Given task 1.
Substitute "standard format" for "house style" in the records, from the first line through the line containing "pixel 1105 612", and leave everything else unchanged.
======== Page ========
So many things you might read are painfully clotted because the poet is tying the whole thing in knots, trying to express an idea. This is a different thing from a conceit; a conceit can be a graceful, airy thing - like a tissue-paper funnel lit by a match. An idea is a thing that will weigh any work of art down with its constant need to be stuck to.

This (idea) reminds me of when I used to sit in a writing workshop where someone would read a story, based on their great-aunt or whatever, and if anyone said, for example, “the ending isn’t really working,” they’d say: “But that’s what happened!” People could get quite heated.

Or is that not about ideas? Well, it’s about thinking you know the end before you know the beginning, and that’s the same thing, isn’t it.

10 Comments

  • You know, I’d never really thought about this before, but I’ve never had an ‘idea’ for a story or a poem or even a novel in my life. I’ve sat down and started writing and ended up where I ended up. If there’s an idea or two lurking in there then it’s pure fluke I can tell you. I like what Rauschenberg says about curiosity because I suppose that’s the core, especially with my fiction, put a character in a situation and play with them. Where’s the fun if you have any idea what’s going to happen?

  • The intuited final outcome, of endevours yet to be undertook, the stuff professed as prophetic text, the verse all yearn to create, has some mix of the supernatural to it, clear in the choice, the premeditated appearance of well wrought verse, such as Yeats cooked up in his own mad world of make believe; which needed a lot of years practice before he inhabited the final mask, and the trajectories he took, his balance of intellect and spirit, faith in the daemonic fanatsy his intelligence alone, coupled with the energies of M and G, and this is perhaps the stuff of the marvelous poetical zone where words arraign balanced and weighted, the process and practice having entered the new space of eloquence, speak or rather, appear due to what rules and con-tricks of poetry, and intuiting the end before a beginning, this is all we do..slip on the Frostean ice at the stove, the words falling loose and onto the page, the persona paying off, a world within, love and peace, a wing and prayer, but human it has to be..

  • Yes, poems based on ideas are not likely to amount to much: better ‘a piece of ice on a hot stove’ than a blueprint for an ice sculpture. The same could be said of much of the work produced by YBAs and their adherents; the idea is uppermost; in fact, most of it is nothing MORE than ideas, and pretty crude ones at that.

  • What’s a poem if it’s not an idea?

    Ideas are what you see, driving past somewhere.

  • If auntie’s story has a poor ending then she needs ideas -clever ideas, that’s what people go to writing classes for -in vain hope.
======== Data for this exercise ========
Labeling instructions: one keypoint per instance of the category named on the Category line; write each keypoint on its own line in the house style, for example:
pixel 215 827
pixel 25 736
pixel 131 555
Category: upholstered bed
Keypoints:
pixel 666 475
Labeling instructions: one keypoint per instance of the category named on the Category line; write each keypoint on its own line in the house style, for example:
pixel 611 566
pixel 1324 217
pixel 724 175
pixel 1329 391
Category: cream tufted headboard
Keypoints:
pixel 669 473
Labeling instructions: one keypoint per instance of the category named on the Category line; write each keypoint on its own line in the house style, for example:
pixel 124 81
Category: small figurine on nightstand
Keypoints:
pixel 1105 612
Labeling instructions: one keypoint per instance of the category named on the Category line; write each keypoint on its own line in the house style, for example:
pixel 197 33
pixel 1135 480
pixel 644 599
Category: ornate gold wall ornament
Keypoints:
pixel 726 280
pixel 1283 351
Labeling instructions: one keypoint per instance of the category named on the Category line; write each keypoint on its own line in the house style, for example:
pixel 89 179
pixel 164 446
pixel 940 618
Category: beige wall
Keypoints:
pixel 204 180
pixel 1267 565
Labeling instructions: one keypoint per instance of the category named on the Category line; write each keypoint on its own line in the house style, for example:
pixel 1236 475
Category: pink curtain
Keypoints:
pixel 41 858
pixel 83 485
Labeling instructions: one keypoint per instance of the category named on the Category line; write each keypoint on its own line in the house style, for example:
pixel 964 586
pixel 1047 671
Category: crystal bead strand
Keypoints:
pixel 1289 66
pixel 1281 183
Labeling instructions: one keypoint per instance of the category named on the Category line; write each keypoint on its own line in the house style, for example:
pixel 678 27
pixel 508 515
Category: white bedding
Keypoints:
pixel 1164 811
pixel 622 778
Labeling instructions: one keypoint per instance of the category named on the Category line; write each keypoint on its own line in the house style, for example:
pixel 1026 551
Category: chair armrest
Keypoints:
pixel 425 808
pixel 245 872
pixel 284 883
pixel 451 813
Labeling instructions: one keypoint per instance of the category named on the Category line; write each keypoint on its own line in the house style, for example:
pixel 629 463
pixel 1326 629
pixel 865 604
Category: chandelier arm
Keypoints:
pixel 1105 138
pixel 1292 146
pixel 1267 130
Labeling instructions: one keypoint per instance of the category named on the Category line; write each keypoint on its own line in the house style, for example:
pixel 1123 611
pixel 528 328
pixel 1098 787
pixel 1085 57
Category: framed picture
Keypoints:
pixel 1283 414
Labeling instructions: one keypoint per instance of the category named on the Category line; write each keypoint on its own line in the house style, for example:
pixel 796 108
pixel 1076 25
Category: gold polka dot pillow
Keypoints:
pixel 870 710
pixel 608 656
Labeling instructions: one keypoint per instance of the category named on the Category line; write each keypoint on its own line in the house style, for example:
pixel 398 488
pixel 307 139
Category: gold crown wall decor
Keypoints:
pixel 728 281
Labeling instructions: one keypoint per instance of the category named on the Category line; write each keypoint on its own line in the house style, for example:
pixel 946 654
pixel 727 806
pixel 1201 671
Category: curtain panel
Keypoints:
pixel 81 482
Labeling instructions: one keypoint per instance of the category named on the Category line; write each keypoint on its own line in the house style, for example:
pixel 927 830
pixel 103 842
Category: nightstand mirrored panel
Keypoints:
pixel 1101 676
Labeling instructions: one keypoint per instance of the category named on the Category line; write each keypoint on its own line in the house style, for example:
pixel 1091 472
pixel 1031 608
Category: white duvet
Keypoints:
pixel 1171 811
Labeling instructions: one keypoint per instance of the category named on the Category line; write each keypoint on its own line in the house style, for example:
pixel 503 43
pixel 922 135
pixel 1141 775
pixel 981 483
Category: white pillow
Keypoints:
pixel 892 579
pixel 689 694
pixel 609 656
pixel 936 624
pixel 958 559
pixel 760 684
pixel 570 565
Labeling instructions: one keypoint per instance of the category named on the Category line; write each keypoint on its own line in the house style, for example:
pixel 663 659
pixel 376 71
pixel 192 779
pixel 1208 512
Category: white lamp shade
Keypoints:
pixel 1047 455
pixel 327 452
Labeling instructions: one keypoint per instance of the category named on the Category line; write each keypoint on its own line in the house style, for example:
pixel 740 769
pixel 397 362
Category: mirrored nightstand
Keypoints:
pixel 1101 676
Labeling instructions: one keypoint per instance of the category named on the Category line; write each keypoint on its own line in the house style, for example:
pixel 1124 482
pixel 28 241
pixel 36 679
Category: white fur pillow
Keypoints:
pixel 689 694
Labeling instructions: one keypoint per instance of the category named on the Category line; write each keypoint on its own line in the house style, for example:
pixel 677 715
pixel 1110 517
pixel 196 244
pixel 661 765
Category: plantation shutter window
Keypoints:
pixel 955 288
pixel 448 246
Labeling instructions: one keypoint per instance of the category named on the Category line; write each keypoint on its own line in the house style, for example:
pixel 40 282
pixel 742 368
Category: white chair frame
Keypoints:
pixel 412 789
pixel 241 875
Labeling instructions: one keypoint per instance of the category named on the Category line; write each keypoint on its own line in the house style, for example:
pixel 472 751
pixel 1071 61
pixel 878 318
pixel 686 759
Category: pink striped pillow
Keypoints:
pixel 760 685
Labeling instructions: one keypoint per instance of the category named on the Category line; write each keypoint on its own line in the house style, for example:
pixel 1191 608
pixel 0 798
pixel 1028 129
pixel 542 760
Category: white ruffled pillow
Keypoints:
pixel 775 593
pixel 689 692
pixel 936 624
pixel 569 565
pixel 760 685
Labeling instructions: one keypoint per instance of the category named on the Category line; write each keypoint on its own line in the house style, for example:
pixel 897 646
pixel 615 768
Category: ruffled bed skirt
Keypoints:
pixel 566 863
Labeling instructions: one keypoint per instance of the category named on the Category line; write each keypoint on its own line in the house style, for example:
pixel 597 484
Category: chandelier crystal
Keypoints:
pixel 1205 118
========
Given task 2.
In the page about poems and ideas, condense the paragraph that begins "So many things you might read" into a shorter version that keeps its main points.

Complete output 1.
Labeling instructions: one keypoint per instance of the category named on the Category line; write each keypoint on its own line in the standard format, for example:
pixel 215 827
pixel 25 736
pixel 131 555
Category: upholstered bed
Keypoints:
pixel 666 475
Labeling instructions: one keypoint per instance of the category named on the Category line; write each keypoint on its own line in the standard format, for example:
pixel 611 566
pixel 1324 217
pixel 724 175
pixel 1329 391
Category: cream tufted headboard
Keypoints:
pixel 669 473
Labeling instructions: one keypoint per instance of the category named on the Category line; write each keypoint on its own line in the standard format, for example:
pixel 124 81
Category: small figurine on nightstand
Keypoints:
pixel 1105 612

Complete output 2.
Much writing is clotted because the poet ties it in knots trying to express an idea. A conceit is different: it can be graceful and airy, like a tissue-paper funnel lit by a match. An idea, by contrast, weighs any work of art down with its constant need to be stuck to.